[Auszüge aus Daten zur Positionsmarkierung]
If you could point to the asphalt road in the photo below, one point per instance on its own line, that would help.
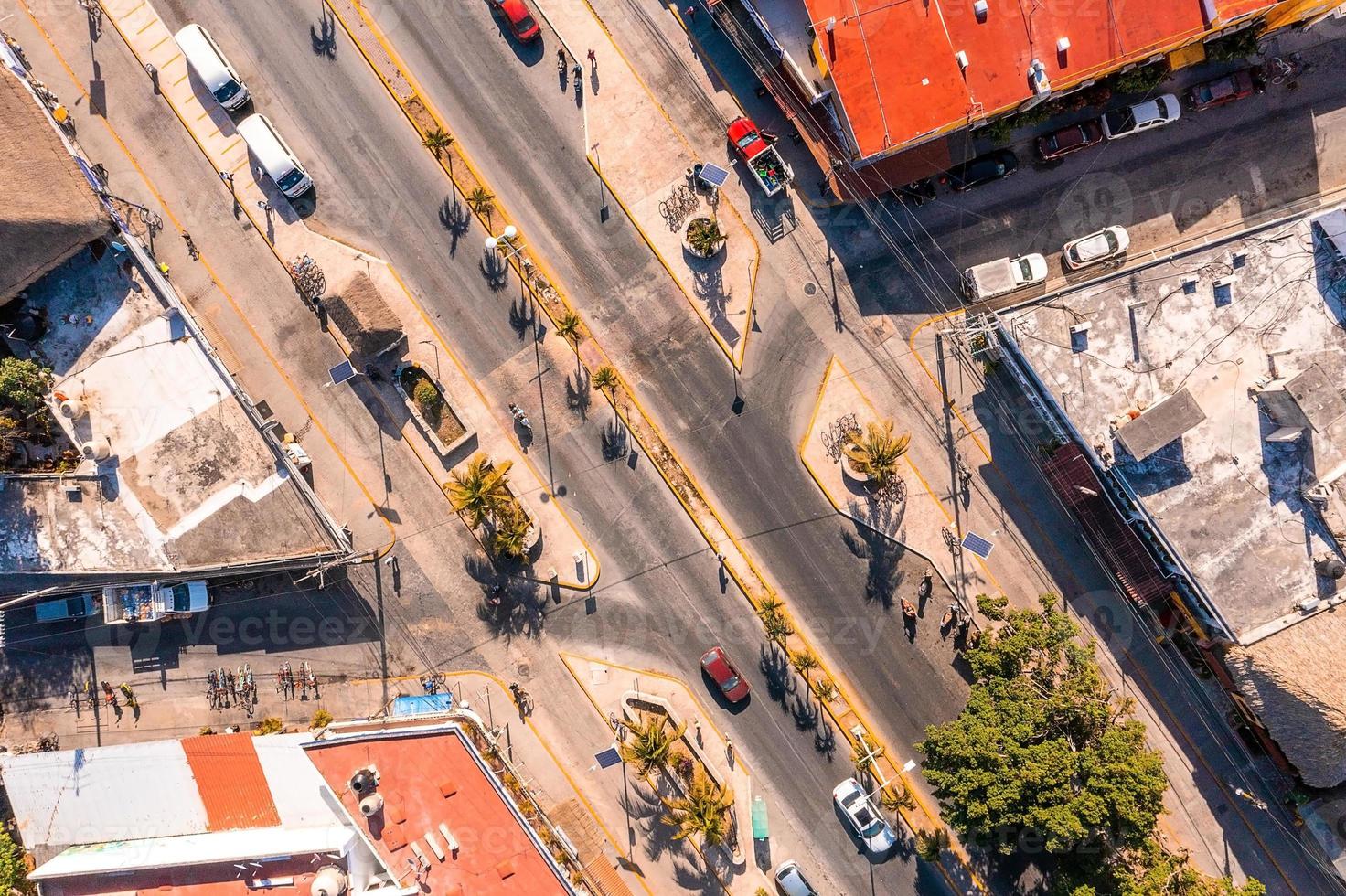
(658, 603)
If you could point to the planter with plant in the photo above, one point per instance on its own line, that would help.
(872, 455)
(431, 410)
(704, 237)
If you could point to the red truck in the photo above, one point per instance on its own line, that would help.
(766, 165)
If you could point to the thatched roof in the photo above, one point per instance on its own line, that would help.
(1292, 681)
(364, 318)
(48, 210)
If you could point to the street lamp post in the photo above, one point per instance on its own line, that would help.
(435, 346)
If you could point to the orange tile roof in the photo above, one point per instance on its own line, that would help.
(231, 784)
(897, 76)
(433, 779)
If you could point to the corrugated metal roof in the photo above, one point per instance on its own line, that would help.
(230, 782)
(97, 794)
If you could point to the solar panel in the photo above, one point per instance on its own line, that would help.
(977, 545)
(713, 176)
(341, 373)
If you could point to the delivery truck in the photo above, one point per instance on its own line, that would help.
(764, 162)
(153, 601)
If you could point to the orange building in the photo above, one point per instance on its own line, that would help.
(878, 83)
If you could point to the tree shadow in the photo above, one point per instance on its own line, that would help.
(781, 682)
(510, 605)
(579, 396)
(494, 270)
(521, 318)
(454, 219)
(324, 35)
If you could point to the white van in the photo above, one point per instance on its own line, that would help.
(211, 68)
(276, 157)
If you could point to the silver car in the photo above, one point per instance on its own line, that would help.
(792, 881)
(864, 819)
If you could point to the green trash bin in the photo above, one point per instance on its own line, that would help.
(759, 827)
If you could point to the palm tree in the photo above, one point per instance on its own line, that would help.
(804, 662)
(932, 842)
(571, 328)
(701, 812)
(777, 627)
(772, 604)
(704, 236)
(875, 453)
(481, 490)
(481, 200)
(438, 142)
(606, 379)
(509, 536)
(650, 741)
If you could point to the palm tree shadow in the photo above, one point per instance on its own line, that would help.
(455, 219)
(579, 396)
(510, 605)
(521, 318)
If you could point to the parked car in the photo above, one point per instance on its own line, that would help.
(1073, 139)
(1141, 116)
(792, 881)
(1236, 85)
(997, 277)
(992, 165)
(864, 819)
(716, 664)
(1097, 247)
(521, 22)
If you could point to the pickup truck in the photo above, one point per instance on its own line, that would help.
(766, 165)
(1003, 274)
(153, 601)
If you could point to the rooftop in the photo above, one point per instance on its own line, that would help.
(190, 482)
(428, 779)
(897, 74)
(233, 814)
(1211, 387)
(48, 208)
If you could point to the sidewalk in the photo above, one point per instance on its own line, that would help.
(642, 159)
(561, 556)
(616, 692)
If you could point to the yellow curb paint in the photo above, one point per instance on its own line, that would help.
(646, 778)
(1139, 669)
(163, 203)
(630, 396)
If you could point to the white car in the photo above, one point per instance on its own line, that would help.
(1143, 116)
(1097, 247)
(864, 819)
(792, 881)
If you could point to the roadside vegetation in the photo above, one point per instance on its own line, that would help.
(1046, 762)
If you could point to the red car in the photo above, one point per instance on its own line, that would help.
(1073, 139)
(521, 22)
(718, 667)
(1234, 85)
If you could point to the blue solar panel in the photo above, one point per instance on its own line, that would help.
(713, 176)
(977, 545)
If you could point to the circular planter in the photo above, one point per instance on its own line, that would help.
(690, 251)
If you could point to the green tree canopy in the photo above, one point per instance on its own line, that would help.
(14, 872)
(23, 384)
(1042, 752)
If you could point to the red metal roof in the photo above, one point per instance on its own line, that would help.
(427, 781)
(231, 784)
(897, 76)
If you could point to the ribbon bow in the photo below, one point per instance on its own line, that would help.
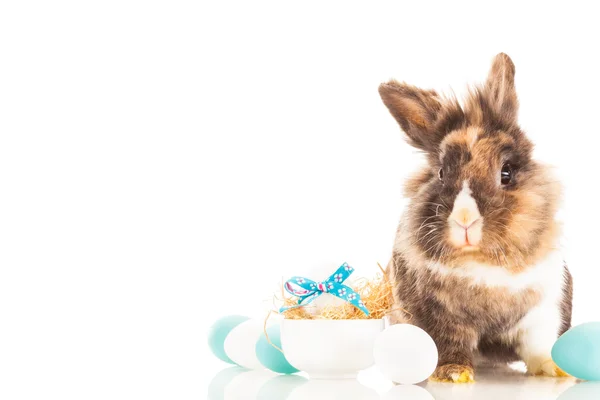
(307, 290)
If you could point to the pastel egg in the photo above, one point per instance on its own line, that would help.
(271, 357)
(577, 351)
(219, 331)
(240, 344)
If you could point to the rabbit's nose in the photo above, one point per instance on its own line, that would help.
(465, 218)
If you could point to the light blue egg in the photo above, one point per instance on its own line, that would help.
(577, 352)
(271, 357)
(219, 331)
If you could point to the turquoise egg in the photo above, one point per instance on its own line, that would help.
(219, 331)
(269, 356)
(577, 352)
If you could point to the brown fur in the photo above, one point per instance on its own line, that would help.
(471, 143)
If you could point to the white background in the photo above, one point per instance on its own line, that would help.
(165, 163)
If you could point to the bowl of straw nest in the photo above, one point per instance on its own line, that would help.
(336, 340)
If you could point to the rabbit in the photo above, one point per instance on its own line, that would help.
(476, 260)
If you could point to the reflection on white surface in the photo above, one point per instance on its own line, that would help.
(280, 387)
(491, 384)
(216, 387)
(411, 392)
(501, 382)
(343, 389)
(582, 391)
(247, 385)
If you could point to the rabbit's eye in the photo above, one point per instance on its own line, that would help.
(506, 174)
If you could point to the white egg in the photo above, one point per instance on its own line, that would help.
(240, 344)
(411, 392)
(405, 354)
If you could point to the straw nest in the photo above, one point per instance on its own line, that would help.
(375, 293)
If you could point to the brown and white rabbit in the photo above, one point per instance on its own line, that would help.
(475, 260)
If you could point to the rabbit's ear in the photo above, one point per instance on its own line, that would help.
(415, 110)
(500, 90)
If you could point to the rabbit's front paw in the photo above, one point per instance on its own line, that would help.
(453, 373)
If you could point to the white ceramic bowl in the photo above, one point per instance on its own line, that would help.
(330, 349)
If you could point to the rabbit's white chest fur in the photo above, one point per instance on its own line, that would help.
(545, 276)
(536, 331)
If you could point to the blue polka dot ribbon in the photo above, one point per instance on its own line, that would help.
(307, 290)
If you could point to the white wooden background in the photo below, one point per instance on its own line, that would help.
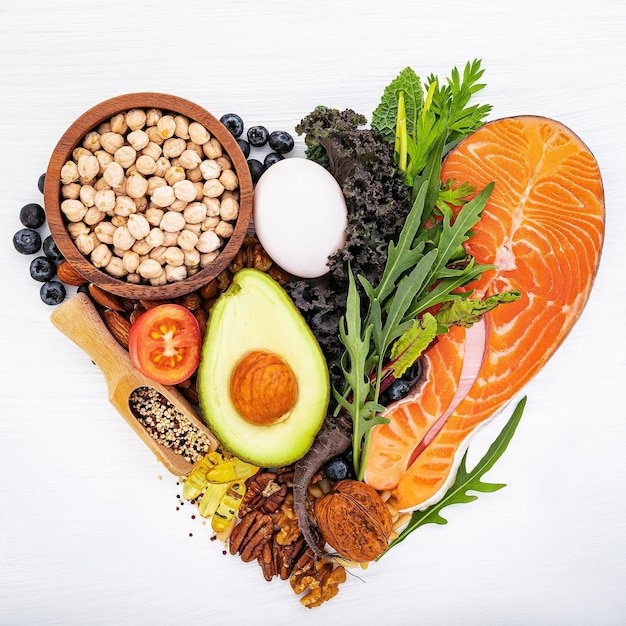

## [AUFGABENSTELLUNG]
Schreibe den Abschnitt von der Zeile mit "If you could point to the rooftop" bis einschließlich der Zeile mit "(1046, 762)" neu und ersetze darin "sidewalk" durch "footpath". Alles Übrige bleibt unverändert.

## [LÖSUNG]
If you could point to the rooftop in the photo above, one point per instance on its own line, that would help.
(190, 482)
(428, 779)
(897, 74)
(233, 814)
(1211, 387)
(48, 208)
If you could point to the footpath in the photo above, one point per instance on its own line, that would help.
(642, 159)
(561, 556)
(616, 692)
If you could point to the yellow curb paint in the photo above, one point per instance on its own line, that would help.
(646, 778)
(1139, 669)
(163, 203)
(630, 396)
If you could point to the white car in the photo above, one point per instance on its own line, that would help.
(1143, 116)
(1097, 247)
(864, 819)
(792, 881)
If you could point to the roadside vegetation in the photo above, one point per instance on its own line, that would help.
(1046, 762)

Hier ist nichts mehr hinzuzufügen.